(Dataset rows)
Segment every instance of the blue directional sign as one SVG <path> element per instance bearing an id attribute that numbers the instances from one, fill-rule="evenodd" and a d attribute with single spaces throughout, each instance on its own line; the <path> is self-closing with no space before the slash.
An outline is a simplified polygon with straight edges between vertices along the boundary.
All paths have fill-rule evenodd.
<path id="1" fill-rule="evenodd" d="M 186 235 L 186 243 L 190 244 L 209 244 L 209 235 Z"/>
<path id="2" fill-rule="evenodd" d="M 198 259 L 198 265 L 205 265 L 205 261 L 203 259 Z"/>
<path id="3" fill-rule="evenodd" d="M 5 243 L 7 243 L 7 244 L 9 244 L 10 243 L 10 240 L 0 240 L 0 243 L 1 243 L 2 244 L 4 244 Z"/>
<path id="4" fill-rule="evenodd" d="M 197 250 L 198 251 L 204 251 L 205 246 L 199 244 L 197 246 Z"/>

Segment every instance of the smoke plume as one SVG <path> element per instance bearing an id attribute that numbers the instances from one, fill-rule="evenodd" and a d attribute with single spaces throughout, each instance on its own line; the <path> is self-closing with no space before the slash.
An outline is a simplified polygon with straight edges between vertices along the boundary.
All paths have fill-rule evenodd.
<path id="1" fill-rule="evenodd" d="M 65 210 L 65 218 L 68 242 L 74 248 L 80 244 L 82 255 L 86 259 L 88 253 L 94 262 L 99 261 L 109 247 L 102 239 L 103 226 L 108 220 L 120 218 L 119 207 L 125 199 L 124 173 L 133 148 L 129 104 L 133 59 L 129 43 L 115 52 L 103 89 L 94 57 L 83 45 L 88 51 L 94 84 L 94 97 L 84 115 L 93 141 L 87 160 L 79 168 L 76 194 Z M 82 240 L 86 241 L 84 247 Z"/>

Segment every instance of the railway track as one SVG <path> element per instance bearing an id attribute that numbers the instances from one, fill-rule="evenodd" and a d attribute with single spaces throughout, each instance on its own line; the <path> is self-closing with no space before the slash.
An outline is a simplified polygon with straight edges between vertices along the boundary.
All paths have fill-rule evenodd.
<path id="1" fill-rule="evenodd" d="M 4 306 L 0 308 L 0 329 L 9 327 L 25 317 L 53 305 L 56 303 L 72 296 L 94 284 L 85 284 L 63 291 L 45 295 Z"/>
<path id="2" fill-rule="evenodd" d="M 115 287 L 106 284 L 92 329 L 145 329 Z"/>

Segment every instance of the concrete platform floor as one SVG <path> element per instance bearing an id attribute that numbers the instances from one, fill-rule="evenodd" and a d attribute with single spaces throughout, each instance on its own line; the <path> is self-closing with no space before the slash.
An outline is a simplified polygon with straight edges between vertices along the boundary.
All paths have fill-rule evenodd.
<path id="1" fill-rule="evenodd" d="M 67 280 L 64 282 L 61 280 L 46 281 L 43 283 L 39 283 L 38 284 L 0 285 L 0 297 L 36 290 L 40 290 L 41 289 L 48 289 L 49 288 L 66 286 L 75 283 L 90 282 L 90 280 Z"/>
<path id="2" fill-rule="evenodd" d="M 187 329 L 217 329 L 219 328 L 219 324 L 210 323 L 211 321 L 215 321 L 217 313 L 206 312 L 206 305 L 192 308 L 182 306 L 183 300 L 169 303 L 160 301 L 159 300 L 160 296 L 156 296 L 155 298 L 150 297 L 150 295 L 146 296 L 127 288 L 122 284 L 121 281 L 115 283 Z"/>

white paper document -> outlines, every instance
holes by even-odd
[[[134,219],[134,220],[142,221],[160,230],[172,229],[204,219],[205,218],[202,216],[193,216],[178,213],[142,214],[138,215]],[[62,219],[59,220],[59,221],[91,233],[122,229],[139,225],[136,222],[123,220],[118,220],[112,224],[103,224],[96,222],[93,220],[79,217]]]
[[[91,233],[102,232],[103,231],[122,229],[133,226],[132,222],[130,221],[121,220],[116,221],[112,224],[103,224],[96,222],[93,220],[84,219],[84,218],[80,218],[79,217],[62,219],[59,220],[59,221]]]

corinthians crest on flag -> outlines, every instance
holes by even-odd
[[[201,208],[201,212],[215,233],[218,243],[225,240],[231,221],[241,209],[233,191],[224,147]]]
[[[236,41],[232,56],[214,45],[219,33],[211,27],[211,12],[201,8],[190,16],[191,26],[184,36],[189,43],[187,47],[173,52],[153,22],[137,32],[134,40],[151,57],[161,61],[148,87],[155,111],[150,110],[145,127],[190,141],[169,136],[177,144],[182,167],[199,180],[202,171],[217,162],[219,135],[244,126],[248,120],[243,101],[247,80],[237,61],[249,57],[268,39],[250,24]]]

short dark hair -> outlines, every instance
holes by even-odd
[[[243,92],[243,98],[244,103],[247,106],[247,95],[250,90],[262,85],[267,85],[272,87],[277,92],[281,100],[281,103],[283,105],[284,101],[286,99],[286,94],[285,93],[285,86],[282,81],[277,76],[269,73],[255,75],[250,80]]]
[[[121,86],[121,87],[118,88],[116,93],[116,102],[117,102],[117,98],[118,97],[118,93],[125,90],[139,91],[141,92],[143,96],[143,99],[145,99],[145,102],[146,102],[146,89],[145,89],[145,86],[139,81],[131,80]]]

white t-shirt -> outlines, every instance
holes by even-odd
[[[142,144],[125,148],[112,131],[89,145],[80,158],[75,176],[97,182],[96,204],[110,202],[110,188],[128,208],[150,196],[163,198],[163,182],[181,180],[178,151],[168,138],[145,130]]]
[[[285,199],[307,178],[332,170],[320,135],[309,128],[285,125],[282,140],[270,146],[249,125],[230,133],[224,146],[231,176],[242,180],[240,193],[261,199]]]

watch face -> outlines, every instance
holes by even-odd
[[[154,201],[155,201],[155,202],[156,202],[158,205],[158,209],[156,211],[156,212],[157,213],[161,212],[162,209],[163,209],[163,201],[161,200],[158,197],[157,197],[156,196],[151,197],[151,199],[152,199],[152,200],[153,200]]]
--
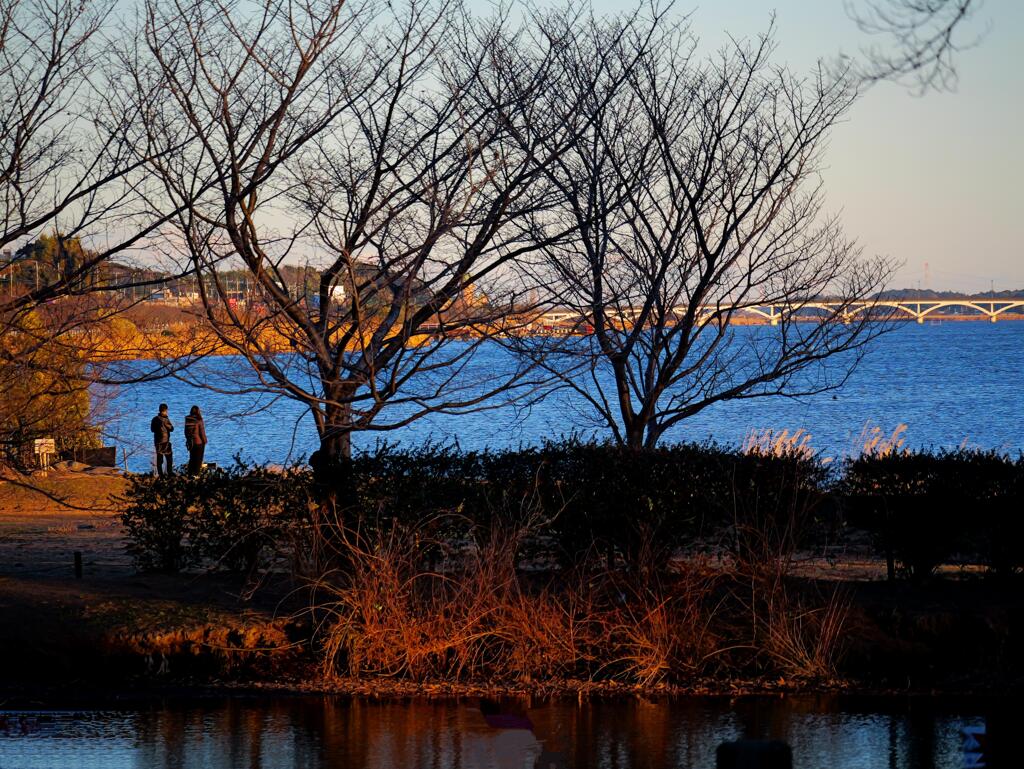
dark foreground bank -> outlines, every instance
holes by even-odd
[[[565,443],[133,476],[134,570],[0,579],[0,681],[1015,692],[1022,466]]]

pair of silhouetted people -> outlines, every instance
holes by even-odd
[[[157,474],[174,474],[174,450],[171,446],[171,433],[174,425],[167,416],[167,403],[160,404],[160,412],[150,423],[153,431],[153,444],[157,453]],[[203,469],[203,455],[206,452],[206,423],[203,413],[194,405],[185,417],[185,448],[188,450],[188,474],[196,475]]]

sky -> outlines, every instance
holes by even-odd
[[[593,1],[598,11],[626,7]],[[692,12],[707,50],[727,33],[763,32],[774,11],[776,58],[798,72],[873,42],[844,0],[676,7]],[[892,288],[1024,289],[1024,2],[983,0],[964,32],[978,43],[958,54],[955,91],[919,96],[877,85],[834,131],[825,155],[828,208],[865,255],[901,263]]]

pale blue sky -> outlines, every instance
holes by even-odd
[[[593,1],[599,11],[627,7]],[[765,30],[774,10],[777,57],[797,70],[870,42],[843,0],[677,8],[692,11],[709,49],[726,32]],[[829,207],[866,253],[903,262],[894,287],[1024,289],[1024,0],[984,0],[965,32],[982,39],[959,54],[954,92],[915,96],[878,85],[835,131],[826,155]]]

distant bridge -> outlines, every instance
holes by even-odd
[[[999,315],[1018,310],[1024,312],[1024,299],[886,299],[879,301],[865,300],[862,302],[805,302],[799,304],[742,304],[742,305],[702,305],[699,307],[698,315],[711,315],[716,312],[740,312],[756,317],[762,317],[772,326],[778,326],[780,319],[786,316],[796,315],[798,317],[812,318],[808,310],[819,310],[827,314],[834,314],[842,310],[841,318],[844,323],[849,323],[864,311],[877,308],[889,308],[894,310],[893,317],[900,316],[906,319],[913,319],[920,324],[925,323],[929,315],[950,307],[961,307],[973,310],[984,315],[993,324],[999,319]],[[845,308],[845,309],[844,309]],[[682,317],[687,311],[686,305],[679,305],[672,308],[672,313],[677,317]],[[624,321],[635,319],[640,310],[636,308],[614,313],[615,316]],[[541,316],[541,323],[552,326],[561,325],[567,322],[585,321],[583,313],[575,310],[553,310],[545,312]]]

== What you are asked to do ==
Copy verbatim the section of the listing that begins with the line containing "Segment every instance of the blue" and ends with the line containing "198 259 L 198", including both of those lines.

== Written answer ==
Segment every instance of the blue directional sign as one SVG <path> element per instance bearing an id attribute that numbers the instances from one, fill-rule="evenodd" and a d attribute with single spaces throughout, each instance on its own line; the <path> is self-closing with no space before the slash.
An outline is a simplified polygon with straight edges between vertices along the boundary.
All paths have fill-rule evenodd.
<path id="1" fill-rule="evenodd" d="M 186 235 L 186 243 L 190 244 L 209 244 L 209 235 Z"/>
<path id="2" fill-rule="evenodd" d="M 198 259 L 198 265 L 205 265 L 205 261 L 203 259 Z"/>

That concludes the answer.